Updated December 2013
If you read the previous article, you now know the answer to the question “why doesn’t my American cell phone just work in Europe?” and what to do about it. This article will take a look at the various data services that are on offer for Americans who want to send e-mail, surf the net or transmit digital photographs back to base while traveling in Europe.
What’s easiest and best for European data today?
WiFi: Wifi is widely available in cafes, hotels, airports and other places, usually for a fee. Free Wifi is available in some places but is far less common than in the US. Connection quality varies widely — from good to unusable. Wifi is best if you’re stationary and have the time to sit down with a coffee or glass of wine to do your surfing.

Given material =>

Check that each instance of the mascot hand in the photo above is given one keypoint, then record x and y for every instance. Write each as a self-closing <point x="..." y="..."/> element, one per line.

Goal of the exercise =>
Can you quote the article on data services for Americans in Europe, starting at "WiFi: Wifi is" and ending at "do your surfing."?

Written answer =>
WiFi: Wifi is widely available in cafes, hotels, airports and other places, usually for a fee. Free Wifi is available in some places but is far less common than in the US. Connection quality varies widely — from good to unusable. Wifi is best if you’re stationary and have the time to sit down with a coffee or glass of wine to do your surfing.